■ Records supplied
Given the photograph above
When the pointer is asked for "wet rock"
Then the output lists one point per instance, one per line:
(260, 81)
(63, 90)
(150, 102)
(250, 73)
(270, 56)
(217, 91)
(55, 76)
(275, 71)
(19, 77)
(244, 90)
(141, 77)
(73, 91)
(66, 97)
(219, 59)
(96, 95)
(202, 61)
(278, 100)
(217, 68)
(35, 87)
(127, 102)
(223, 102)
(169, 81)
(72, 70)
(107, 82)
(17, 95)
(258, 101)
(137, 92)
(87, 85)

■ Written exercise
Switch "photograph" to "image" in the records above and give their lines again, with nothing else changed.

■ Reply to the task
Given the image above
When the pointer is asked for "wet rock"
Then the output lists one point per instance, one per line:
(260, 81)
(63, 90)
(150, 102)
(250, 73)
(270, 56)
(217, 91)
(55, 76)
(275, 71)
(19, 77)
(244, 90)
(141, 77)
(73, 91)
(66, 97)
(219, 59)
(96, 95)
(202, 61)
(278, 100)
(217, 68)
(35, 87)
(127, 102)
(223, 102)
(169, 81)
(72, 70)
(107, 82)
(17, 95)
(258, 101)
(137, 92)
(87, 85)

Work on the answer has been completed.